Sobald uns das Land gesichert ist, fährt das Landnahmeschiff hinüber.

Auf dem Schiff befinden sich die Vertreter der Society, der Company und der Ortsgruppen.

Diese Landnehmer haben drei Aufgaben:

1. die genaue wissenschaftliche Erforschung aller natürlichen Eigenschaften des Landes,
2. die Errichtung einer straff zentralisierten Verwaltung,
3. die Landverteilung.

Diese Aufgaben greifen ineinander und sind dem schon genügend bekannten Zweck entsprechend auszuführen.

Nur eins ist noch nicht klargemacht: nämlich wie die Landergreifung nach Ortsgruppen vor sich gehen soll.
In Amerika okkupiert man bei Erschließung eines neuen Territoriums auch noch auf eine recht naive Art. Die Landnehmer versammeln sich an der Grenze und stürzen sich zur bestimmten Stunde gleichzeitig und gewaltsam darauf los.

#### Auszuführende Schritte
a - Nennen Sie sämtliche Aufgaben, die den Landnehmern im Text über die Landnahme zugewiesen werden.
b - Wo versammeln sich laut dem Text über die Landnahme die Landnehmer in Amerika bei der Erschließung eines neuen Territoriums?
c - Schreiben Sie den Text über die Landnahme im Anschluss an seinen letzten Satz fort.
Die nachstehende Auflistung hat mit dem Text über die Landnahme nichts zu tun.

#### Inhalt des Datensatzes
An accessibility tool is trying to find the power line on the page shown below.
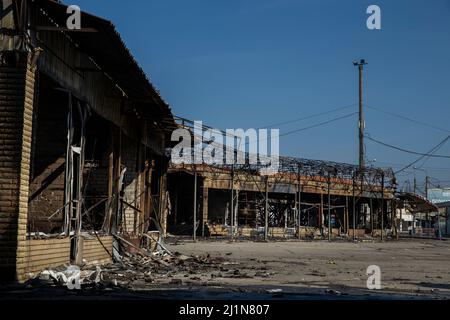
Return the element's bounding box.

#### Antworten der Reihe
a -
1. die genaue wissenschaftliche Erforschung aller natürlichen Eigenschaften des Landes
2. die Errichtung einer straff zentralisierten Verwaltung
3. die Landverteilung

b - An der Grenze.

c -
So wird es im neuen Judenlande nicht zu machen sein. Die Plätze der Provinzen und Städte werden versteigert. Nicht etwa für Geld, sondern für Leistungen. Es ist nach dem allgemeinen Plane festgestellt worden, welche Straßen, Brücken, Wasserregulierungen usw. nötig sind für den Verkehr. Das wird nach Provinzen zusammengelegt. Innerhalb der Provinzen werden in ähnlicher Weise die Stadtplätze versteigert. Die Ortsgruppen übernehmen die Verpflichtung, das ordentlich auszuführen. Sie bestreiten die Kosten aus autonomen Umlagen. Die Society wird ja in der Lage sein vorauszuwissen, ob sich die Ortsgruppen keiner zu großen Opfer vermessen. Die großen Gemeinwesen erhalten große Schauplätze für ihre Tätigkeit. Größere Opfer werden durch gewisse Zuwendungen belohnt: Universitäten, Fach-, Hochschulen, Versuchsanstalten usw. und jene Staatsinstitute, die nicht in der Hauptstadt sein müssen, werden über das Land zerstreut.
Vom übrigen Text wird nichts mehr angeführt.